§ **What to produce**:
The answer must restate the records below word for word.
────────────────
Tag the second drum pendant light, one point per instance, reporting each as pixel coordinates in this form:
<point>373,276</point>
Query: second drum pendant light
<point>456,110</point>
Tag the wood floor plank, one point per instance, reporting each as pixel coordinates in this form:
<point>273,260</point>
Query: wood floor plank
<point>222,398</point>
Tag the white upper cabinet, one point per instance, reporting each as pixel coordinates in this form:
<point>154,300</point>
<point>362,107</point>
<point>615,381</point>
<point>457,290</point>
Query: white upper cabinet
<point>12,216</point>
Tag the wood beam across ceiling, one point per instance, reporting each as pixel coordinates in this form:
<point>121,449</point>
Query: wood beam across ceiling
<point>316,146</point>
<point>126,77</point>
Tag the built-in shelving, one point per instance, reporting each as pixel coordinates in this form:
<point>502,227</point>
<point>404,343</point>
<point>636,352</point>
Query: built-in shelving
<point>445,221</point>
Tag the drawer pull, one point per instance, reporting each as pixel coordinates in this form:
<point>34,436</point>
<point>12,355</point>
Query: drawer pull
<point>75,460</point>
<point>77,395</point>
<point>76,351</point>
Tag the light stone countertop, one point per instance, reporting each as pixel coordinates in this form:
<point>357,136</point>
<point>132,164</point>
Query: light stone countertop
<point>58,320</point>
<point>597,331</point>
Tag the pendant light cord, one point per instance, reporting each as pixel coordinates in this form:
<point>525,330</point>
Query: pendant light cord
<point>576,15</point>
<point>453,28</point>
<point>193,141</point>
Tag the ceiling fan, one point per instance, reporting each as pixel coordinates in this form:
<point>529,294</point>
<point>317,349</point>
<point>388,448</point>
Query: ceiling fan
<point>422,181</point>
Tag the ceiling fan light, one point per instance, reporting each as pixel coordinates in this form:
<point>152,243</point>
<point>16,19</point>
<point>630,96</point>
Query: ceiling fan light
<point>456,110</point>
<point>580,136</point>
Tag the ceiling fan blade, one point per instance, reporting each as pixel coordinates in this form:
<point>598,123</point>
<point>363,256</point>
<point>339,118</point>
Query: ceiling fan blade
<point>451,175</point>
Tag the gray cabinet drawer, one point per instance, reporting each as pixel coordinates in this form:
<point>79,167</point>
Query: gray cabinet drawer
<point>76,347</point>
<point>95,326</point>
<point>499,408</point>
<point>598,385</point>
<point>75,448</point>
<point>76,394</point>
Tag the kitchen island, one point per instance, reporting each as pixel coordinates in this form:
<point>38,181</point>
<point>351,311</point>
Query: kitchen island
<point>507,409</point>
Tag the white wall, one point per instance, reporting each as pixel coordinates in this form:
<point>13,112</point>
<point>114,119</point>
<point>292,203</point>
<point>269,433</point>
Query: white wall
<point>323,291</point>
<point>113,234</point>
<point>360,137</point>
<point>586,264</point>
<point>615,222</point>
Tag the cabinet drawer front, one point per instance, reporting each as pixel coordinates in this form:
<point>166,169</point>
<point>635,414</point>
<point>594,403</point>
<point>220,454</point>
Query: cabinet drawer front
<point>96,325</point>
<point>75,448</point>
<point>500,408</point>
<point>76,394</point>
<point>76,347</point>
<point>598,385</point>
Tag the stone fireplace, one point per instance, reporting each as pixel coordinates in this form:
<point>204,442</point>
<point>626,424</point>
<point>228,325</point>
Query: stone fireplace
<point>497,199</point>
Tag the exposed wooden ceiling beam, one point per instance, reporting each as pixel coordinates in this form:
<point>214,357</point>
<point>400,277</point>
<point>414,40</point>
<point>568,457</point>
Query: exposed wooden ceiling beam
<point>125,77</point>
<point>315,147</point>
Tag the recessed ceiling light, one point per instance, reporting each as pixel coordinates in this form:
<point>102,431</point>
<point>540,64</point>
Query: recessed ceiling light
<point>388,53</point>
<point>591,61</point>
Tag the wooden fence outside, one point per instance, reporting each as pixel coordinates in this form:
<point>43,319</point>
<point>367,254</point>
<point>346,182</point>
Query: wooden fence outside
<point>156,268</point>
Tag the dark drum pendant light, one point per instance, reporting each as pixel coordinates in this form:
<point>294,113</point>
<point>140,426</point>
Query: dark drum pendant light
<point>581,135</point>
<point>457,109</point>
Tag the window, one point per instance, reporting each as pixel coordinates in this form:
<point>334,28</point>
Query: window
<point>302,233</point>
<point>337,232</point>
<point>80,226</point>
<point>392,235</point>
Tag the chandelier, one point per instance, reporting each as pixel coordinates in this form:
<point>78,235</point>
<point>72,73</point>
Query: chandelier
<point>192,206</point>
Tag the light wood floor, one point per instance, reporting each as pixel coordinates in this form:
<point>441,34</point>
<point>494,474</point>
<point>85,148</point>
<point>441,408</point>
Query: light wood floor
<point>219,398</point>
────────────────
§ **Response area**:
Tag the second drum pendant light, one point per instance, reporting each as pixel coordinates in this form:
<point>373,276</point>
Query: second drum pendant light
<point>456,110</point>
Tag the wood floor plank, one point per instance, reporting each as pixel coordinates in this form:
<point>273,260</point>
Query: wood floor plank
<point>222,398</point>
Tag the white upper cabinet, one point per instance, reporting each as pixel coordinates in this form:
<point>154,300</point>
<point>362,107</point>
<point>615,381</point>
<point>457,290</point>
Query: white upper cabinet
<point>12,216</point>
Tag the wood beam across ceiling, one point per instance, reporting each as pixel coordinates in this form:
<point>121,449</point>
Query: wood beam across ceiling
<point>316,146</point>
<point>126,77</point>
Tag the built-in shelving, one point per instance, reporting each as pixel coordinates in this form:
<point>502,227</point>
<point>404,343</point>
<point>636,352</point>
Query: built-in shelving
<point>445,221</point>
Tag the drawer pull, one point per instance, reporting each as pixel coordinates in this form:
<point>34,436</point>
<point>12,355</point>
Query: drawer pull
<point>75,460</point>
<point>77,395</point>
<point>76,351</point>
Tag the light stone countertop, one point per instance, reporting each as pixel coordinates in this form:
<point>357,136</point>
<point>132,164</point>
Query: light stone countertop
<point>58,320</point>
<point>597,331</point>
Tag the pendant light cord, one point per instance, reporting each as pixel coordinates in this form:
<point>525,330</point>
Query: pendant light cord
<point>576,15</point>
<point>453,28</point>
<point>193,141</point>
Tag the ceiling fan, one point per instance, reporting each as pixel coordinates in this form:
<point>529,294</point>
<point>317,349</point>
<point>388,448</point>
Query: ceiling fan
<point>422,181</point>
Tag the ceiling fan light, one point per instance, reporting each as pixel coordinates in this form:
<point>152,243</point>
<point>16,19</point>
<point>630,96</point>
Query: ceiling fan light
<point>456,110</point>
<point>580,136</point>
Tag the ceiling fan blade, one point per instance, reporting each as pixel coordinates in this form:
<point>598,123</point>
<point>363,256</point>
<point>339,118</point>
Query: ceiling fan blade
<point>451,175</point>
Tag the gray cabinet drawer, one point per instance, reporting each as pixel coordinates in this form:
<point>79,167</point>
Query: gray cabinet drawer
<point>76,347</point>
<point>95,326</point>
<point>499,408</point>
<point>598,385</point>
<point>75,448</point>
<point>76,394</point>
Tag the kitchen island, one point per instance, reporting each as pixel coordinates in this form:
<point>38,181</point>
<point>351,311</point>
Query: kitchen island
<point>507,409</point>
Tag the white wall, one point per instance, reporting each as pixel coordinates in this form:
<point>13,112</point>
<point>114,119</point>
<point>292,203</point>
<point>269,433</point>
Query: white wall
<point>323,291</point>
<point>113,234</point>
<point>360,137</point>
<point>586,264</point>
<point>615,222</point>
Tag the cabinet drawer front, one point per instance, reporting each as pixel coordinates in this form:
<point>166,169</point>
<point>635,414</point>
<point>594,403</point>
<point>220,454</point>
Query: cabinet drawer front
<point>96,325</point>
<point>75,448</point>
<point>500,408</point>
<point>76,394</point>
<point>76,347</point>
<point>598,385</point>
Tag the stone fireplace, one point per instance, reporting each as pixel coordinates in this form:
<point>204,442</point>
<point>626,424</point>
<point>228,325</point>
Query: stone fireplace
<point>497,199</point>
Tag the exposed wooden ceiling beam, one point per instance, reporting each as pixel coordinates in this form:
<point>214,357</point>
<point>400,277</point>
<point>414,40</point>
<point>568,457</point>
Query: exposed wooden ceiling beam
<point>125,77</point>
<point>315,147</point>
Tag the recessed ceiling light, one point per instance, reporting each as pixel coordinates in this form:
<point>102,431</point>
<point>540,64</point>
Query: recessed ceiling light
<point>388,53</point>
<point>591,61</point>
Tag the wooden fence outside, one point per instance, reporting each as pixel coordinates in this form:
<point>43,319</point>
<point>367,254</point>
<point>346,182</point>
Query: wooden fence outside
<point>156,268</point>
Tag the dark drum pendant light, one point per instance, reporting each as pixel coordinates in this form:
<point>294,113</point>
<point>140,426</point>
Query: dark drum pendant light
<point>581,135</point>
<point>457,109</point>
Tag the window, one point per instance, reporting each as pixel coordinates in this form:
<point>334,28</point>
Query: window
<point>302,233</point>
<point>337,232</point>
<point>80,226</point>
<point>392,235</point>
Tag the chandelier, one point per instance, reporting each as pixel coordinates in this form:
<point>78,235</point>
<point>72,73</point>
Query: chandelier
<point>192,206</point>
Tag the light wood floor, one point per instance, reporting each as pixel coordinates in this form:
<point>441,34</point>
<point>494,474</point>
<point>85,148</point>
<point>441,408</point>
Query: light wood floor
<point>219,398</point>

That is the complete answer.